Exercise description: Reproduce the passage of the Patrick John Freiermuth biography below word for word, starting with "Patrick John Freiermuth" and going on through "2021 NFL Draft.".
* begin Excerpt to read *
Patrick John Freiermuth (born October 25, 1998) is an American football tight end for the Pittsburgh Steelers of the National Football League (NFL). He played college football at Penn State and was drafted by the Steelers in the second round of the 2021 NFL Draft.

High school career
A longtime resident of Merrimac, Massachusetts, Freiermuth attended Pentucket Regional High School in West Newbury, Massachusetts, before transferring to the Brooks School in North Andover, Massachusetts. At Brooks, he played tight end and outside linebacker on the football team, wearing jersey number eight. He also played basketball there as a power forward and a small forward. During his career, he had 1,531 total yards and 24 total touchdowns. He committed to Penn State University to play college football.

College career
As a freshman for the Nittany Lions in 2018, Freiermuth made nine starts and recorded 26 receptions for 368 yards and eight touchdowns, breaking the record of most receiving touchdowns by a freshman tight end. He remained the starter for the next two seasons, was voted Penn State Football's Most Valuable Offensive Player in 2019, and was invited to the NFL Draft Combine a year earlier. Although rumor said he would jump at this, he declined this chance, and in a press conference with Coach James Franklin announced that he had planned to recommit to Penn State for yet another year. He played in a total of 30 games there, and started all but four of them. He scored sixteen career touchdowns, tied for eighth place overall at Penn State for career touchdowns and first place by a tight end. In the end, he had a total of 92 career receptions, 1,185 career receiving yards, and he was named the Big Ten Conference's Kwalick–Clark Tight End of the Year in 2020, making him the first ever Penn State tight end to win this award. He was also voted first-team All-Big Ten by the coaches, and finished the season leading the conference for most receiving yards by a tight end.
* end Excerpt to read *
* begin Entries provided *
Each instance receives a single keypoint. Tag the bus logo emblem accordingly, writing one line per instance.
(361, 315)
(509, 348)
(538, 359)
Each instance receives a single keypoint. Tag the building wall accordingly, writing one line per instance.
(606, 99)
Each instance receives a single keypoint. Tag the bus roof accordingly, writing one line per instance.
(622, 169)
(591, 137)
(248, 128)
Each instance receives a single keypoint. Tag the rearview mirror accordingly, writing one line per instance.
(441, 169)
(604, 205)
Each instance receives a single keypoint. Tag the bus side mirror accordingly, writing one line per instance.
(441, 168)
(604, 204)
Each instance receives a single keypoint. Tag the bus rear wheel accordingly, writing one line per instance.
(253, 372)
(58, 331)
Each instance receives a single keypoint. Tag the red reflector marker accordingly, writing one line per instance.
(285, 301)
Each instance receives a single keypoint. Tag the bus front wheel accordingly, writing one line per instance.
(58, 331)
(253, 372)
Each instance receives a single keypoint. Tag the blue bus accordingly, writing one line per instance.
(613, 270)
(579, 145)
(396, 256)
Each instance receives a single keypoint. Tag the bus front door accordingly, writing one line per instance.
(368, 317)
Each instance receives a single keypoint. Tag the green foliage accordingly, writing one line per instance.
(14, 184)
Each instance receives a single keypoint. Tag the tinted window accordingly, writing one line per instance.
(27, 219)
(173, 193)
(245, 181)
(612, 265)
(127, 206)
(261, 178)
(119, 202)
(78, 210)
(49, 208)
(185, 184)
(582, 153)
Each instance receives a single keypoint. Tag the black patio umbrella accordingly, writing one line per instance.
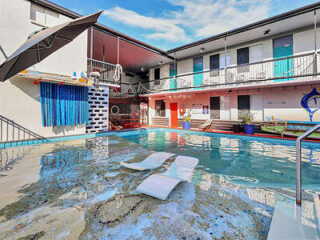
(43, 43)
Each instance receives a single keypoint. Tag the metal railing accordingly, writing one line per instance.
(281, 69)
(10, 131)
(105, 69)
(298, 162)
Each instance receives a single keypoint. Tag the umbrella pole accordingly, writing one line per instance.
(3, 52)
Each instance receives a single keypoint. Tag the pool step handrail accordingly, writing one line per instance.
(298, 161)
(17, 132)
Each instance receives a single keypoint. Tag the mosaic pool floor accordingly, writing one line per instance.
(77, 190)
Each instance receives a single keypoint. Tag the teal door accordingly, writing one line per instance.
(173, 81)
(282, 48)
(198, 67)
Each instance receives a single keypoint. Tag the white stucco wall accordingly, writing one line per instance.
(19, 98)
(283, 103)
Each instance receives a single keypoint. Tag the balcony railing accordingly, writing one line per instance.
(105, 69)
(281, 69)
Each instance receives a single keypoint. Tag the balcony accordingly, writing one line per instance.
(106, 71)
(282, 70)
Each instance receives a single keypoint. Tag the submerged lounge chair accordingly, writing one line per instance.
(161, 185)
(153, 161)
(206, 126)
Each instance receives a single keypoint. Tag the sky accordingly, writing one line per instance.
(167, 24)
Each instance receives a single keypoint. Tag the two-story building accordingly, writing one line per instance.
(20, 99)
(270, 68)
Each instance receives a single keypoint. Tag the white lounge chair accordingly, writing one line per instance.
(161, 185)
(153, 161)
(206, 126)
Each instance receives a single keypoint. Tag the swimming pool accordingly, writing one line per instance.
(77, 189)
(255, 161)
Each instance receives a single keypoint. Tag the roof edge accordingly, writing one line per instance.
(72, 14)
(279, 17)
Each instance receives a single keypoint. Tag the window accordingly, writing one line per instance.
(214, 65)
(43, 16)
(157, 76)
(243, 56)
(243, 59)
(256, 53)
(224, 60)
(160, 108)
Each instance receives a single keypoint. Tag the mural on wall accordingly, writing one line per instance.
(311, 98)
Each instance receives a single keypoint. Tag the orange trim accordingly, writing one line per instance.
(36, 82)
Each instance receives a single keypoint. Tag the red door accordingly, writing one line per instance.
(174, 114)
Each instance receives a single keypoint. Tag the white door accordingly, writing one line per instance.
(256, 107)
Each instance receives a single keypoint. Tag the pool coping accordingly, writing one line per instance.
(119, 133)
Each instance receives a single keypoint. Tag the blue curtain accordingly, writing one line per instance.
(63, 105)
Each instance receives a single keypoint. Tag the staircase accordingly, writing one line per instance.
(11, 132)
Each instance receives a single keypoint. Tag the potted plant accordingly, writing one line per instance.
(248, 126)
(186, 122)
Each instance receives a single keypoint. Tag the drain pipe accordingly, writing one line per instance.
(298, 162)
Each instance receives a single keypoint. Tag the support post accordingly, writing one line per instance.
(315, 62)
(91, 48)
(298, 162)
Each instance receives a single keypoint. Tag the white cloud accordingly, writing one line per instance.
(160, 28)
(207, 17)
(200, 18)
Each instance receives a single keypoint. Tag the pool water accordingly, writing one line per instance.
(77, 189)
(251, 161)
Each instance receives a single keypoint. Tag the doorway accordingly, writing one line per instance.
(174, 114)
(198, 67)
(283, 48)
(215, 107)
(243, 105)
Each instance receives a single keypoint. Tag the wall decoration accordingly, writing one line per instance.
(205, 109)
(197, 108)
(314, 95)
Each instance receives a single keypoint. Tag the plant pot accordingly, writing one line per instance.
(186, 125)
(249, 129)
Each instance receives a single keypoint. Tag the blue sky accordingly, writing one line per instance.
(170, 23)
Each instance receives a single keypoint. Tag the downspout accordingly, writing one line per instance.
(315, 63)
(3, 52)
(225, 72)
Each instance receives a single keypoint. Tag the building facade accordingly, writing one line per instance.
(270, 68)
(20, 96)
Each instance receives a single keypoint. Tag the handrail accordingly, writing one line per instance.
(298, 161)
(4, 132)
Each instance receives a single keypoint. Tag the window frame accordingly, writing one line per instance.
(214, 71)
(156, 78)
(160, 108)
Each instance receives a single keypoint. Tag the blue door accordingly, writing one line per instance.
(198, 67)
(173, 81)
(283, 48)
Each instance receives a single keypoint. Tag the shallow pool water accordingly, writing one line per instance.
(78, 190)
(247, 160)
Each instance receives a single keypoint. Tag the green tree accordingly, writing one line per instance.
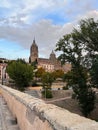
(21, 73)
(39, 72)
(78, 49)
(94, 72)
(47, 81)
(58, 74)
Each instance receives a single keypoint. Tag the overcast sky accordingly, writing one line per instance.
(46, 20)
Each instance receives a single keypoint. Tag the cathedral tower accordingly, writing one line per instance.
(52, 57)
(33, 52)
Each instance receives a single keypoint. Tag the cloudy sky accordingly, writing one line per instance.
(46, 20)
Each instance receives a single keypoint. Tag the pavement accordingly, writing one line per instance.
(7, 121)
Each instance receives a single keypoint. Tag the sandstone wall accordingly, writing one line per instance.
(35, 114)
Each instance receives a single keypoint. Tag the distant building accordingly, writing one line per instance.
(50, 64)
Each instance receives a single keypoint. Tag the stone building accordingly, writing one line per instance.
(50, 64)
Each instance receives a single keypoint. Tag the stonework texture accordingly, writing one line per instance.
(35, 114)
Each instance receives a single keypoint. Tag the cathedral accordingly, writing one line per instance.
(50, 64)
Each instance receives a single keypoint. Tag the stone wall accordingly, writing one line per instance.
(34, 114)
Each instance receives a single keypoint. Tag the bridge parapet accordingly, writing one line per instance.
(34, 114)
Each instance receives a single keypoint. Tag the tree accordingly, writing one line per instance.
(78, 49)
(21, 73)
(94, 72)
(39, 72)
(47, 81)
(58, 74)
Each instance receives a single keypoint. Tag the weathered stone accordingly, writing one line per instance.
(33, 113)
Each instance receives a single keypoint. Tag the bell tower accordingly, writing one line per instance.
(33, 52)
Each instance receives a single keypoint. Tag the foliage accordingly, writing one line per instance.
(47, 93)
(39, 72)
(58, 74)
(34, 64)
(78, 48)
(94, 72)
(47, 80)
(21, 73)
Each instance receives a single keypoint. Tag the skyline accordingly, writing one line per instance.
(46, 21)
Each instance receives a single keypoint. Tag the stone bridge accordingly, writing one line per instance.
(34, 114)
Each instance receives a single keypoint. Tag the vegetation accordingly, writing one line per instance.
* end Entries provided *
The completed task:
Patrick John Freiermuth (born October 25, 1998) is an American football tight end for the Pittsburgh Steelers of the National Football League (NFL). He played college football at Penn State and was drafted by the Steelers in the second round of the 2021 NFL Draft.